((

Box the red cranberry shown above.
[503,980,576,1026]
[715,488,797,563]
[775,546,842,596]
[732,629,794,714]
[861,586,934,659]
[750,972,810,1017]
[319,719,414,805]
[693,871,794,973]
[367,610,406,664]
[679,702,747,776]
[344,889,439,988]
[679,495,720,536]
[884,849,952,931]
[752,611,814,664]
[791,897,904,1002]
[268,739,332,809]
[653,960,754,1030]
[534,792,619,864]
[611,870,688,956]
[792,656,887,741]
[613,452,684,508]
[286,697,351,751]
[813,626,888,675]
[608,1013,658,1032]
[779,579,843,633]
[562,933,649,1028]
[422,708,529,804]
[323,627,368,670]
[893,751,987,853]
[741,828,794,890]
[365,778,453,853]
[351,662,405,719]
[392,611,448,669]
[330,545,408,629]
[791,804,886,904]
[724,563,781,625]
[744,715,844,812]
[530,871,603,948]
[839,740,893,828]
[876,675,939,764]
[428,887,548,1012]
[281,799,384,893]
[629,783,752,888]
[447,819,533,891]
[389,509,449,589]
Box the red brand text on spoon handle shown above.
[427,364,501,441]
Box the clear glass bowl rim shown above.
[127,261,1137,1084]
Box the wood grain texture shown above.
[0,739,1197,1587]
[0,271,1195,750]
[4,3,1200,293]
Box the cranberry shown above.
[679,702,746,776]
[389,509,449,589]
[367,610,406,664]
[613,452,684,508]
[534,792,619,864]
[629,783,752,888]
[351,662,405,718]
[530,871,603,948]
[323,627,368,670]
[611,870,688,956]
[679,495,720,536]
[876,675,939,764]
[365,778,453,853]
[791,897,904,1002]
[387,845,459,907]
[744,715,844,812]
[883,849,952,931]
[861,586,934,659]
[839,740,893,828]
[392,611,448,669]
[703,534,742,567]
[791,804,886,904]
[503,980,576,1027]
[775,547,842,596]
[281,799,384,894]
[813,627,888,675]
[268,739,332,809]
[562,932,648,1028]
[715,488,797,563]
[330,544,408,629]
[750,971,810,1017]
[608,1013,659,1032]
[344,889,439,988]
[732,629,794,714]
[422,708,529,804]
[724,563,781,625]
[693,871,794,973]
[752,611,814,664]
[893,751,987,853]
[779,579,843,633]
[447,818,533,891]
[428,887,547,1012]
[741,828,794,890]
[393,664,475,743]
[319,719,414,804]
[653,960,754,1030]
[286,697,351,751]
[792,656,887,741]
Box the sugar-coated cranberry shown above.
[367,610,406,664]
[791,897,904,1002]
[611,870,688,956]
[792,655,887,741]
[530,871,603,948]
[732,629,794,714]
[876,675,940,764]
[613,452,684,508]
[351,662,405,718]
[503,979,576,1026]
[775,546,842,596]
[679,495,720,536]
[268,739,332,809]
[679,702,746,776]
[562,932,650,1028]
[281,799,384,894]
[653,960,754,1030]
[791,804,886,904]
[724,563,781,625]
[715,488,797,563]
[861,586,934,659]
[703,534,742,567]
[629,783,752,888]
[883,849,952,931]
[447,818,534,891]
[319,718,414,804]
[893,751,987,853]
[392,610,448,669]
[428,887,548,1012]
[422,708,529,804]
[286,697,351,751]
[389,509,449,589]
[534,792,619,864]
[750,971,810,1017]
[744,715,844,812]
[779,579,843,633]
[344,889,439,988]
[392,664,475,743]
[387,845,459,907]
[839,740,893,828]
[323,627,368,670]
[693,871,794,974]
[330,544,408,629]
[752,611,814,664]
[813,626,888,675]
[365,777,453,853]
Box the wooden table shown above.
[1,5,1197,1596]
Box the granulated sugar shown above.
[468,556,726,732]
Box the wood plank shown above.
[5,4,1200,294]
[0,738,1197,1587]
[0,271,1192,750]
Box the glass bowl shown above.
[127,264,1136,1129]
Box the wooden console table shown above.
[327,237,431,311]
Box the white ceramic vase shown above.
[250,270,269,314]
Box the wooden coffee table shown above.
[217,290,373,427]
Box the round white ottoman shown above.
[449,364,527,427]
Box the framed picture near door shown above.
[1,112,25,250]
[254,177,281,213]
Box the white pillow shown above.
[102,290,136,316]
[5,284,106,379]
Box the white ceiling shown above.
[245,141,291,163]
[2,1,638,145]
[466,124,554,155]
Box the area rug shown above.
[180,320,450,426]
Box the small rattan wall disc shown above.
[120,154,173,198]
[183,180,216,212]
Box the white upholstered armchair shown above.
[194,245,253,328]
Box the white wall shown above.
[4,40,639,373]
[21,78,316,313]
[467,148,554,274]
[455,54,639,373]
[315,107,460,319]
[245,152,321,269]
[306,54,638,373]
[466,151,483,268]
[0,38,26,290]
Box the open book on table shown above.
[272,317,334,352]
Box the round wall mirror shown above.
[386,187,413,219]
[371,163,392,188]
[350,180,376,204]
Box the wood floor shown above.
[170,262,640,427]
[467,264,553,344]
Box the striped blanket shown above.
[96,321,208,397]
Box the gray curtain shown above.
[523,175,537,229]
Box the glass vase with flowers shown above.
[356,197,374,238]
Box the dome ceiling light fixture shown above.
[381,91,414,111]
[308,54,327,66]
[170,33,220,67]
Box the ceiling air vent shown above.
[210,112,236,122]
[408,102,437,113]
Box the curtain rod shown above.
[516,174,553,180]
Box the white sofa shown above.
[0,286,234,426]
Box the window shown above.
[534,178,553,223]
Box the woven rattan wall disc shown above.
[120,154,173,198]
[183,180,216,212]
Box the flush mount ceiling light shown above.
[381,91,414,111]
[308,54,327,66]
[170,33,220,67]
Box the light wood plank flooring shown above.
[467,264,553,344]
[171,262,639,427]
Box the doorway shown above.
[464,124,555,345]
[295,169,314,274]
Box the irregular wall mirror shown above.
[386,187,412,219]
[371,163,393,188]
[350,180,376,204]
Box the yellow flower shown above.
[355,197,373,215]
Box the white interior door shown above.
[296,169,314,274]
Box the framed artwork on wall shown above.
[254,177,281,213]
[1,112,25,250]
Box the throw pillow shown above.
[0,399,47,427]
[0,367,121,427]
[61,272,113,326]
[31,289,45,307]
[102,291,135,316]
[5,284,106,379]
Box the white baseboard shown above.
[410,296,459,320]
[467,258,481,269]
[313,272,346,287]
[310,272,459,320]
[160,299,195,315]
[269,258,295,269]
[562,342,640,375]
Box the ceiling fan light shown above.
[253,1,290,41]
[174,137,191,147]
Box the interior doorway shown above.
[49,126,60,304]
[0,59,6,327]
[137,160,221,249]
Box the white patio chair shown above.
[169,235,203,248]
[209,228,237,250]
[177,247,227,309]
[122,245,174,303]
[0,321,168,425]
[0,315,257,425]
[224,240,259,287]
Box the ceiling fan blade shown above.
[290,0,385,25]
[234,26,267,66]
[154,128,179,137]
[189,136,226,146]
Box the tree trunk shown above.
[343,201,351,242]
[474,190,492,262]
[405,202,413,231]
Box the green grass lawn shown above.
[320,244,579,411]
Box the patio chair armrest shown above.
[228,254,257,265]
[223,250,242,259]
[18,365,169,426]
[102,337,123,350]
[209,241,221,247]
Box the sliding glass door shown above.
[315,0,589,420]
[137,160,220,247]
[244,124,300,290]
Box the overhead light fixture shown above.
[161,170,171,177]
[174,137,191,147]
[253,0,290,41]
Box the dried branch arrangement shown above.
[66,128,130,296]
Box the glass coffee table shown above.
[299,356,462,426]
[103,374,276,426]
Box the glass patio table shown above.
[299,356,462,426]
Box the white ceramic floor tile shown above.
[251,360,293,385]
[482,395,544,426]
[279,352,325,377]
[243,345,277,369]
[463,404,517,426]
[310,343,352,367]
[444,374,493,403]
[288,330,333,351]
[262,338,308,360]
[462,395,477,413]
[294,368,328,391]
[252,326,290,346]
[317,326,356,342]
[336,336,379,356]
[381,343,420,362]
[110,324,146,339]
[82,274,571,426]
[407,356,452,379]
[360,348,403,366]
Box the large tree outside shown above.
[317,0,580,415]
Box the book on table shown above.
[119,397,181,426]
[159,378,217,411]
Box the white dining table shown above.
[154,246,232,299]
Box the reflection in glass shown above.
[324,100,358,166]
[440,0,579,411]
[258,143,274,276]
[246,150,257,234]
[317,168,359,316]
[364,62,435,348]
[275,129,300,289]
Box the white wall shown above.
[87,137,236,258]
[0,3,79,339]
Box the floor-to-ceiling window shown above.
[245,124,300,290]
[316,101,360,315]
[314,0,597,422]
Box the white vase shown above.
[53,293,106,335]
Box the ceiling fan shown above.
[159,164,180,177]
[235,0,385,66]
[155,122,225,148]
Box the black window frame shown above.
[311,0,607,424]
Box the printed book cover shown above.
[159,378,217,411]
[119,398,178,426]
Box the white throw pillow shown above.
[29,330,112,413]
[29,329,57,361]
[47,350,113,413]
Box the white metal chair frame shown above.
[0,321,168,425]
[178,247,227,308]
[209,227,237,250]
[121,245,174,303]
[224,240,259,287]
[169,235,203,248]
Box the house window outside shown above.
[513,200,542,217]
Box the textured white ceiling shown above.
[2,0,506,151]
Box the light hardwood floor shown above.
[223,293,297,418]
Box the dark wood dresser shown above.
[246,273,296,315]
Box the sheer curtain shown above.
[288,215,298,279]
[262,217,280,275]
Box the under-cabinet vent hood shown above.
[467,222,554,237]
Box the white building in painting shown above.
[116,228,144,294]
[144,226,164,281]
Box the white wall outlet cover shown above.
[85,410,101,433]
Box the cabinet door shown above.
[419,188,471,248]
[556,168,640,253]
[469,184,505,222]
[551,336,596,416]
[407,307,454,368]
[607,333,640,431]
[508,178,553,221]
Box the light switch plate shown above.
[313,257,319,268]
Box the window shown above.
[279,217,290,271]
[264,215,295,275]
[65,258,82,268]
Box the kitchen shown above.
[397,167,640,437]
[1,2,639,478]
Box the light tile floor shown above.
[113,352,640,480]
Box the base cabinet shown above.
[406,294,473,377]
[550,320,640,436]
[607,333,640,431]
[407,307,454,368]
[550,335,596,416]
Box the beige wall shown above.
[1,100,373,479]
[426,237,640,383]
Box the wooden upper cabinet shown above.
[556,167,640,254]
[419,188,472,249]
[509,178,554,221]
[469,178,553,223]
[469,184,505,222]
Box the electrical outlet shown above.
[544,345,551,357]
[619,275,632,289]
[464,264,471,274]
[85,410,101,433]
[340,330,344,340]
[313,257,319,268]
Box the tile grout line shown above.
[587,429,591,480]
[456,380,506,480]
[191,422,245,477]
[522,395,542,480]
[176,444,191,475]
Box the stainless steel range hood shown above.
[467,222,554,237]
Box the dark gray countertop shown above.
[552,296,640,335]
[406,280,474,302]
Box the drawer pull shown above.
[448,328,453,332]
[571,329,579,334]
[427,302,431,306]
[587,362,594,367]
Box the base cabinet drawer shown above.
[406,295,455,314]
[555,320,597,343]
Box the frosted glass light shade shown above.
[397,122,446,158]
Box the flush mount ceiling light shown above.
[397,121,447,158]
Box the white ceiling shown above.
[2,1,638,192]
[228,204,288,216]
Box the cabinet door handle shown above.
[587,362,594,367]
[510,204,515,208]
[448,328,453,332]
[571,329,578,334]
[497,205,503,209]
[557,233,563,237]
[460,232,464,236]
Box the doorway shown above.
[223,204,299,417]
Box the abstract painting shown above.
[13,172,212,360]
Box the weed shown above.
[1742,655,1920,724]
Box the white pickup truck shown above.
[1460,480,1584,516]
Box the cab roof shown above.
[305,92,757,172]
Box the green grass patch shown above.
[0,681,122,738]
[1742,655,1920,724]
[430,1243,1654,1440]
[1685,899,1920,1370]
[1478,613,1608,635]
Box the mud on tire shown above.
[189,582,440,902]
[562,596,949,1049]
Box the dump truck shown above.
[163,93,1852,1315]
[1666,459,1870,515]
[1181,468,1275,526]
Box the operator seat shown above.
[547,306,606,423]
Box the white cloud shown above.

))

■ **WHAT YOU NEED TO DO**
Retype exactly, please, only the lines of the entries that run from the one containing "Box the stainless" to the last.

■ **RESPONSE**
Box the stainless steel range hood shown above.
[467,222,554,237]
Box the dark gray countertop shown above.
[552,296,640,335]
[406,280,474,302]
Box the drawer pull shown above.
[448,328,453,332]
[571,329,579,334]
[427,302,431,306]
[587,362,594,367]
Box the base cabinet drawer shown above.
[406,295,455,314]
[555,320,597,343]
Box the frosted glass light shade shown above.
[397,122,446,158]
Box the flush mount ceiling light shown above.
[397,121,447,158]
Box the white ceiling shown above.
[2,1,638,192]
[228,204,288,216]
Box the cabinet door handle shown above.
[587,362,594,367]
[510,204,515,208]
[448,328,453,332]
[571,329,578,334]
[497,205,503,209]
[557,233,563,237]
[460,232,464,236]
Box the doorway shown above.
[223,204,299,417]
Box the abstract painting shown above.
[13,172,212,360]
Box the weed shown above.
[1742,655,1920,724]
Box the white pickup truck shown above.
[1460,480,1584,516]
Box the cab roof shown above.
[305,92,757,172]
Box the green grass patch shown above.
[0,681,122,738]
[1742,655,1920,724]
[430,1243,1654,1440]
[1685,899,1920,1370]
[1478,613,1608,635]
Box the mud on tire shown above.
[189,582,440,902]
[562,596,949,1049]
Box the dump truck shown above.
[163,93,1852,1315]
[1666,459,1870,515]
[1181,468,1275,526]
Box the operator seat shown above.
[547,306,606,423]
Box the white cloud shown above.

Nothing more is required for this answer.